• **Source data**:
BEGIN

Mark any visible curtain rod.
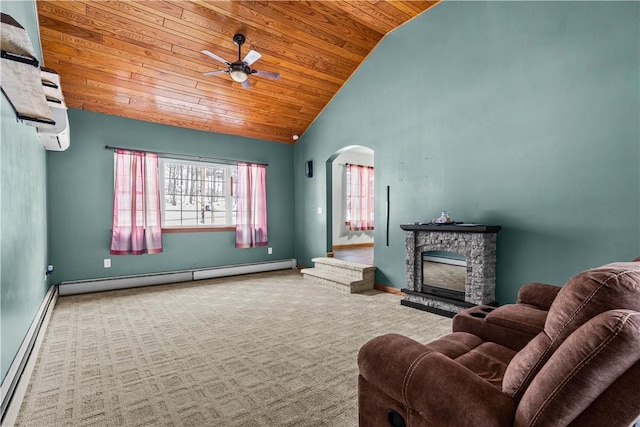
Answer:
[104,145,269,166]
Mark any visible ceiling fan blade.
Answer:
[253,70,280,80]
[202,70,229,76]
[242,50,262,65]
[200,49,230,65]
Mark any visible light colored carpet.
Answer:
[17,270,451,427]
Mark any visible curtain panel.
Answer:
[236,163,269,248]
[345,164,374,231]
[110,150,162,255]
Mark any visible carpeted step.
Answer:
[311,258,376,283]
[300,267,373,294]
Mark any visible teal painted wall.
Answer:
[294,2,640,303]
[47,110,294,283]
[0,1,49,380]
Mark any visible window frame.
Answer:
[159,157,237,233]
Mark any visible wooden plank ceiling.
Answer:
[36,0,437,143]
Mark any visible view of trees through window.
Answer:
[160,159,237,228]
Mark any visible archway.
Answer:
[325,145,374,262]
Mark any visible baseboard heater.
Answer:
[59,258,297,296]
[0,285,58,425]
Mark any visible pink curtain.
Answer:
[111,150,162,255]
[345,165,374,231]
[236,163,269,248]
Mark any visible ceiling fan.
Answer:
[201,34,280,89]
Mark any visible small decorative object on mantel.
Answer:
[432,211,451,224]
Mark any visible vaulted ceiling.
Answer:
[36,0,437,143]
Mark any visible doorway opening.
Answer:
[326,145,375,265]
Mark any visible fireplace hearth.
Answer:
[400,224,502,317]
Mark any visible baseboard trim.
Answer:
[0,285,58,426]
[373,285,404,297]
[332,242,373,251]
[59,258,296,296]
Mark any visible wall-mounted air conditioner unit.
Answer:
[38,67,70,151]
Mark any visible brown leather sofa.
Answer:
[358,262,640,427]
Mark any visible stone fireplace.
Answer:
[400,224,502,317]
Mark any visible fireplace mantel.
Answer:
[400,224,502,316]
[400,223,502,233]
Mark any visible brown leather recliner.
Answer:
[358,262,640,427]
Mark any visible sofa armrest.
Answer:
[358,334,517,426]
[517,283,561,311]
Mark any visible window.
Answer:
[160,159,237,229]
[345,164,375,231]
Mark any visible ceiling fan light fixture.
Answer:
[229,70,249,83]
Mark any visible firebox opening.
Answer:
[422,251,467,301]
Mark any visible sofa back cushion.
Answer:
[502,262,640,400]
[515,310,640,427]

END
BEGIN

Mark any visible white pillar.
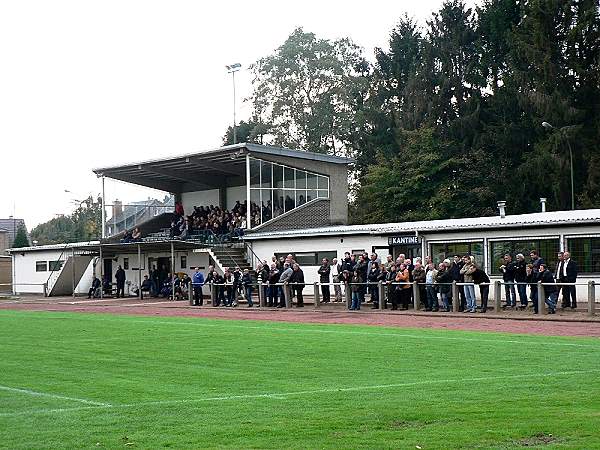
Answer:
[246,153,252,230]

END

• **Your goal**: Locate every line in the listing above that contains the word "window", treating uppercase and lowercase as different, and copy each of those lines.

• **Task output**:
Mark any visible window frame.
Mark any visible view of trees through window.
Mark any visible window.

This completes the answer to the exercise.